## Tarefas
A: Transcreva literalmente, da notícia sobre a Transtejo, todo o trecho que vai de "O ex-ministro do" até "o gás natural.".
B: Responda às perguntas seguintes com base na notícia sobre a Transtejo:
(i) Qual é o nome do ex-ministro do Ambiente referido?
(ii) Segundo o ex-presidente da Transtejo, que opção quis a tutela?
(iii) Quantas audições parlamentares já se realizaram?
C: Prossiga a notícia sobre a Transtejo a partir do ponto em que ela termina.

──────── Artigo ────────

Ex-ministro do Ambiente contradiz ex-presidente da Transtejo

Três audições parlamentares depois, os motivos e responsabilidades nos atrasos na renovação da frota ainda não foram esclarecidos

O ex-ministro do Ambiente, João Pedro Matos Fernandes, não tem memória de ter discutido proposta da Transtejo para avançar logo em 2019 com navios eléctricos. Ex-presidente da Transtejo disse que a tutela quis então o gás natural.

Três audições parlamentares depois, o mistério sobre as razões e responsabilidades para os atrasos na renovação da frota da Transtejo/Soflusa ainda não está esclarecido.

──────── Registos apresentados ────────

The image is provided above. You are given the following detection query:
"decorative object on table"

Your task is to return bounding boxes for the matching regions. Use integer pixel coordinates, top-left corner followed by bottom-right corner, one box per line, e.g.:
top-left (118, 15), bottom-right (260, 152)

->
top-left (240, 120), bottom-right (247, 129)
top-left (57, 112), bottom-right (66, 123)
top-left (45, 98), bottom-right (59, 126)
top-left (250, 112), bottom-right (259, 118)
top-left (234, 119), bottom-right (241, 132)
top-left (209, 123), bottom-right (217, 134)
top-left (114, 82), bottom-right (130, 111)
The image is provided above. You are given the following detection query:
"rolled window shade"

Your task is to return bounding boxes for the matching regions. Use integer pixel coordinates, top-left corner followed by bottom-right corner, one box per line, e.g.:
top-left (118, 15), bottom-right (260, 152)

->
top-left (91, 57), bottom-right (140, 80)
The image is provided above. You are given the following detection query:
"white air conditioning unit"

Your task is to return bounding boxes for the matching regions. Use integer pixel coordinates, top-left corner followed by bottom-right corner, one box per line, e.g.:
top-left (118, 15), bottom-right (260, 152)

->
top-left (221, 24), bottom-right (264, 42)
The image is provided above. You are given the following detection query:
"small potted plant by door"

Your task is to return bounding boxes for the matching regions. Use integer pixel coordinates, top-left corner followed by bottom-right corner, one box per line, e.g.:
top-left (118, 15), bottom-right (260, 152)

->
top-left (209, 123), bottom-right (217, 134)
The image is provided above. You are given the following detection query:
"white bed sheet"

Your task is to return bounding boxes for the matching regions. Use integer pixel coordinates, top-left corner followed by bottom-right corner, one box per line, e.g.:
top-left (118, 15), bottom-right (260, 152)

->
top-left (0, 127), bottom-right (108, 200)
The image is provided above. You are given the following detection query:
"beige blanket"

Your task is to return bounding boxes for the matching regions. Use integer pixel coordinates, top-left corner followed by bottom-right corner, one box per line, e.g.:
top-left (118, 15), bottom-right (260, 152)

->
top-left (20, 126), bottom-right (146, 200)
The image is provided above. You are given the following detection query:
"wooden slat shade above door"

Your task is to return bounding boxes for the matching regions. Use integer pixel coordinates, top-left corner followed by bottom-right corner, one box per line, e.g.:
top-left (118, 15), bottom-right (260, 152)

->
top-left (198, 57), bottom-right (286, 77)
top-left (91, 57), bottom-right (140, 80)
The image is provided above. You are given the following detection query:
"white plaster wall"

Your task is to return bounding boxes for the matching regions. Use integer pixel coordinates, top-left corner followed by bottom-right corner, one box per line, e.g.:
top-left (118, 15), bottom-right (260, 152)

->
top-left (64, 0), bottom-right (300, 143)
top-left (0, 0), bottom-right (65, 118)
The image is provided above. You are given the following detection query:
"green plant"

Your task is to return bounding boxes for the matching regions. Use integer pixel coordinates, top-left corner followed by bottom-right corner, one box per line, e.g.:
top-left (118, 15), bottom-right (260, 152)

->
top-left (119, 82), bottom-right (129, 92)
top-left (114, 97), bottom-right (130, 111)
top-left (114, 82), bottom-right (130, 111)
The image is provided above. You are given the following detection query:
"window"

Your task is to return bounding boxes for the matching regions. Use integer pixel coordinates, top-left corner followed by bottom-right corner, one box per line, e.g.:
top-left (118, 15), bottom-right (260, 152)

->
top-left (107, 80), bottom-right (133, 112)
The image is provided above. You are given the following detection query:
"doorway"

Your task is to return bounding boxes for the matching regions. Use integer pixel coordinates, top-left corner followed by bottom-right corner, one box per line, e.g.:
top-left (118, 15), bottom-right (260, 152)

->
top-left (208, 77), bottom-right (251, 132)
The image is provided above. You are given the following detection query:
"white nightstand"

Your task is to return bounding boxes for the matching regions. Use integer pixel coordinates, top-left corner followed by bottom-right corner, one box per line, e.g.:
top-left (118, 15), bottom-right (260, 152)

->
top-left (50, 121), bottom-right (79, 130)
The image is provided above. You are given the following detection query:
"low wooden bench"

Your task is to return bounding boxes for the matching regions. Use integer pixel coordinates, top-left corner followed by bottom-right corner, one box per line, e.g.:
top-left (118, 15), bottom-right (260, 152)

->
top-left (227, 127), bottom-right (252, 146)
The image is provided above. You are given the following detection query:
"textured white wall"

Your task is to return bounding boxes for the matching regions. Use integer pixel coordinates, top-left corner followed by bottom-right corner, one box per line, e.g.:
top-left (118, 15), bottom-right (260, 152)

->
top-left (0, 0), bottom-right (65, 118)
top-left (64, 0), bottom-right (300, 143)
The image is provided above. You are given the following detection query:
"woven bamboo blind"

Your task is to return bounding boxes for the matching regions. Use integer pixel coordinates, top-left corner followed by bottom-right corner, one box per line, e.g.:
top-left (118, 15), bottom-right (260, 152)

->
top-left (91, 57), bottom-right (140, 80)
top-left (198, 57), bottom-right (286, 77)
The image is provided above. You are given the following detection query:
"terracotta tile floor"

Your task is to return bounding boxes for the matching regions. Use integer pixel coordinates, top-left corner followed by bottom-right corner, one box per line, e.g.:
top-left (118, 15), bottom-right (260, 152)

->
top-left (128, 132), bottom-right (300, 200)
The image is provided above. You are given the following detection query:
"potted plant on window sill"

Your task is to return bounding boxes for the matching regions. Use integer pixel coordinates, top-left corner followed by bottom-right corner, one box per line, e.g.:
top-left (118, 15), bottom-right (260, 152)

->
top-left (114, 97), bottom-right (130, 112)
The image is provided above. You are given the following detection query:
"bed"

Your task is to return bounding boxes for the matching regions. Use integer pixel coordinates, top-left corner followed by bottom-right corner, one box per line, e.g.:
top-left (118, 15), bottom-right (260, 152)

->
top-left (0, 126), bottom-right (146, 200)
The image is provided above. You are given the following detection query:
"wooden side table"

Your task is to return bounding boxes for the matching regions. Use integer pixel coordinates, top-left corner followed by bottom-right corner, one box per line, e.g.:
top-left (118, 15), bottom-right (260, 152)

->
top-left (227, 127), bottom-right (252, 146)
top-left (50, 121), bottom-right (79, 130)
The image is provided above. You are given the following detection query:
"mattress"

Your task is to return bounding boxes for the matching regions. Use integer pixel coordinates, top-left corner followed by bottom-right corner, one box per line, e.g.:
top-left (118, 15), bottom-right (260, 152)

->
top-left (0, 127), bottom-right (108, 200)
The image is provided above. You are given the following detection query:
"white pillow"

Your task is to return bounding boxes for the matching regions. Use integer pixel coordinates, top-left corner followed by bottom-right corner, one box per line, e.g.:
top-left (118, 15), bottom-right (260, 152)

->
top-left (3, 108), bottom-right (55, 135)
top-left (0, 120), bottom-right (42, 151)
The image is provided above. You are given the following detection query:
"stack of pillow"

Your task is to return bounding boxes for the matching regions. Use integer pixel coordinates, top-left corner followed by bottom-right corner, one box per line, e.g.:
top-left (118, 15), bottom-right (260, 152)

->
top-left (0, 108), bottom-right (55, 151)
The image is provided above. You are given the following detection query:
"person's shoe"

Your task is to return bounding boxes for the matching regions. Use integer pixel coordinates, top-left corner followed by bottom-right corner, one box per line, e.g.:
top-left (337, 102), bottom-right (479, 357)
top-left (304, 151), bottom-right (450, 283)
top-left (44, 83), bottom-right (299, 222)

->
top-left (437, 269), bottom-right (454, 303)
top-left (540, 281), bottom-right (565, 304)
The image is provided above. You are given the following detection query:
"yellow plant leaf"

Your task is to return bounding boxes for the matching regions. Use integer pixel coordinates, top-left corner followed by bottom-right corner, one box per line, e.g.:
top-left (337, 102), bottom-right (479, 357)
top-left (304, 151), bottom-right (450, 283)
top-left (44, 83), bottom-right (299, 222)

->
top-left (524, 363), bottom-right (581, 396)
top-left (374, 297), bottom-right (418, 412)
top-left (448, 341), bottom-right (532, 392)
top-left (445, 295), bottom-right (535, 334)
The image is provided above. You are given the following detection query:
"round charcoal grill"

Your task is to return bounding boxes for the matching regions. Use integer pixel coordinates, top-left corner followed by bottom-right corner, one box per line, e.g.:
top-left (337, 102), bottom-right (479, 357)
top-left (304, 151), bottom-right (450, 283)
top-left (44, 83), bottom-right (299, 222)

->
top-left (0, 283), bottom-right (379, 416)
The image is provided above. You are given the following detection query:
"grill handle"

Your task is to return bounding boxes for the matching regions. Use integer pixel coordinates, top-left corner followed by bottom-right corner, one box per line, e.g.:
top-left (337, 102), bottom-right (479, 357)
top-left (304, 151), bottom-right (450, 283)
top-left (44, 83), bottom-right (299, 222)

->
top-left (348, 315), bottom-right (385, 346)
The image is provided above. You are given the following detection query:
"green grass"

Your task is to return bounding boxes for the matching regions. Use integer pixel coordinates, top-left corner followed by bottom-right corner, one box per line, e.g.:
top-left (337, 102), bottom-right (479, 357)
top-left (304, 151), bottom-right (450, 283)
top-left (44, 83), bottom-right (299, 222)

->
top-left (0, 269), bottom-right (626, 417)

────────

## Resultados
A:
O ex-ministro do Ambiente, João Pedro Matos Fernandes, não tem memória de ter discutido proposta da Transtejo para avançar logo em 2019 com navios eléctricos. Ex-presidente da Transtejo disse que a tutela quis então o gás natural.

B:
(i) João Pedro Matos Fernandes.
(ii) O gás natural.
(iii) Três.

C:
O ex-ministro do Ambiente afirmou que não se recorda de “em momento algum, de ter discutido com quem quer que fosse, a possibilidade de usar tecnologia eléctrica” como forma de propulsão dos navios que a Transtejo propôs adquirir em 2019. João Pedro Matos Fernandes que foi ouvido na passada Quarta-Feira na Comissão Parlamentar de Economia, Obras Públicas, Planeamento e Habitação, contraria assim as declarações feitas pela antiga presidente da empresa de transporte fluvial na semana passada.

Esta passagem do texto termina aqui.